[Image point grounding data]
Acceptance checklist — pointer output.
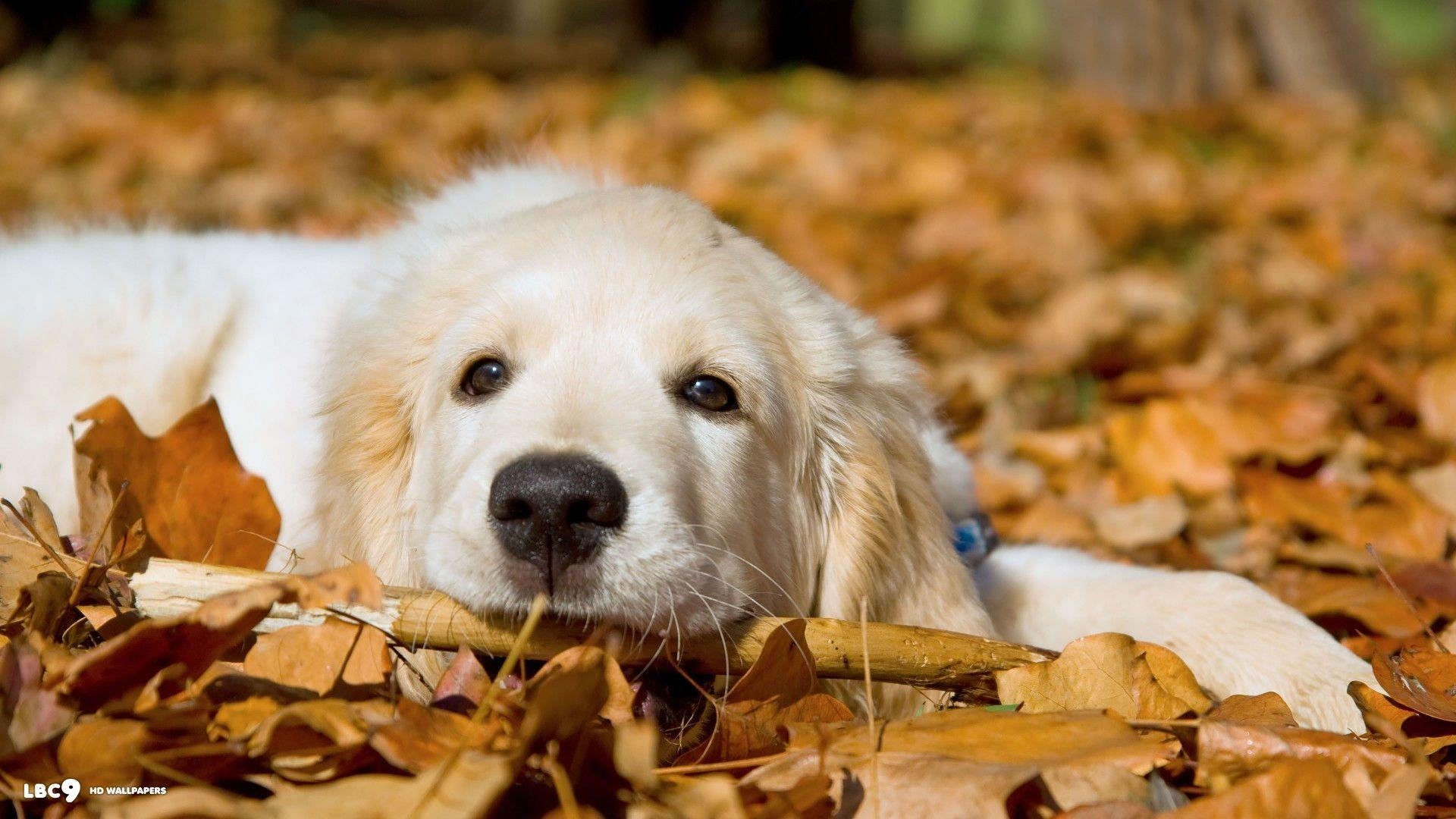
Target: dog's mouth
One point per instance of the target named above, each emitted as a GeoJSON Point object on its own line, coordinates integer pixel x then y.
{"type": "Point", "coordinates": [673, 700]}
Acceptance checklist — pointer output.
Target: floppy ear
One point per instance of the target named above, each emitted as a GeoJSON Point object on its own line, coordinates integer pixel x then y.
{"type": "Point", "coordinates": [369, 442]}
{"type": "Point", "coordinates": [886, 532]}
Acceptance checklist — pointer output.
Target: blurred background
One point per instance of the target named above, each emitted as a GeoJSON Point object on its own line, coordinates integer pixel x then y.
{"type": "Point", "coordinates": [1180, 270]}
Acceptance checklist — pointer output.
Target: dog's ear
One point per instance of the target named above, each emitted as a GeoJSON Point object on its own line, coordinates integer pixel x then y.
{"type": "Point", "coordinates": [883, 528]}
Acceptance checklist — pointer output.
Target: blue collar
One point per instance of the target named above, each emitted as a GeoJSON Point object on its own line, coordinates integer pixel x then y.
{"type": "Point", "coordinates": [974, 538]}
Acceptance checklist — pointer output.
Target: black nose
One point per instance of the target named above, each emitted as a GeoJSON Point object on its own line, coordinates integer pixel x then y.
{"type": "Point", "coordinates": [554, 510]}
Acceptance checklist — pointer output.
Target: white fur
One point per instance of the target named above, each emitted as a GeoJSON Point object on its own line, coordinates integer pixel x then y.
{"type": "Point", "coordinates": [335, 363]}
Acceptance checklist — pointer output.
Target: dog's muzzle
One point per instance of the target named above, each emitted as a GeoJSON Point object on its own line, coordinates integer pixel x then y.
{"type": "Point", "coordinates": [554, 510]}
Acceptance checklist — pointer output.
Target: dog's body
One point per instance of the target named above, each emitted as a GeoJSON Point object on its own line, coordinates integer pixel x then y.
{"type": "Point", "coordinates": [386, 387]}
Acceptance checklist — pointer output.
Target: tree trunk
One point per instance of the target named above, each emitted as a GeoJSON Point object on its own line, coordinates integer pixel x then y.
{"type": "Point", "coordinates": [1166, 53]}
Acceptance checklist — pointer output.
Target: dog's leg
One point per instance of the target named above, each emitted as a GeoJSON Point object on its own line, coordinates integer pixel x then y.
{"type": "Point", "coordinates": [1234, 635]}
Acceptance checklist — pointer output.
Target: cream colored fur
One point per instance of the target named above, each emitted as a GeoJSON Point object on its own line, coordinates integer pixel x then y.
{"type": "Point", "coordinates": [335, 366]}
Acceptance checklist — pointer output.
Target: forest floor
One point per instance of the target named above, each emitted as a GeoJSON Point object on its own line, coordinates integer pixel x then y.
{"type": "Point", "coordinates": [1212, 338]}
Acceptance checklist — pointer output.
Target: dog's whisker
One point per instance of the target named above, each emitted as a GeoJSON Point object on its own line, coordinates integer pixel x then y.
{"type": "Point", "coordinates": [766, 576]}
{"type": "Point", "coordinates": [721, 635]}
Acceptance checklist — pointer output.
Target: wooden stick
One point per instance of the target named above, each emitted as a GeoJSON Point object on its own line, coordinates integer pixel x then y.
{"type": "Point", "coordinates": [428, 620]}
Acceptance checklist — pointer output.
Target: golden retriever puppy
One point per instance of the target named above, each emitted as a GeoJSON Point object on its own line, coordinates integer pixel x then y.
{"type": "Point", "coordinates": [545, 384]}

*Your objective*: Each line above from the one with "Target: dog's ear" up to and including the one with "Target: white fur" must be set down exactly, and no line outside that span may appear.

*Response to the task*:
Target: dog's ear
One point per instance of the target named above, each emitted as a GeoJSON Point object on its own line, coordinates integer pixel x then y.
{"type": "Point", "coordinates": [883, 528]}
Acceptance checklist — pointer output.
Target: blue collar
One point per instance of the target named above, each emitted as a GeoJSON Point object on its own line, coordinates integer pixel x then y.
{"type": "Point", "coordinates": [974, 538]}
Acceptance checklist — pointer output.
Target: black nose
One point per instance of the target named above, each emitted as a GeoJSON Point object on its own line, coordinates integer pixel x then y.
{"type": "Point", "coordinates": [554, 510]}
Acceptance checklist — pointer output.
Target: white fur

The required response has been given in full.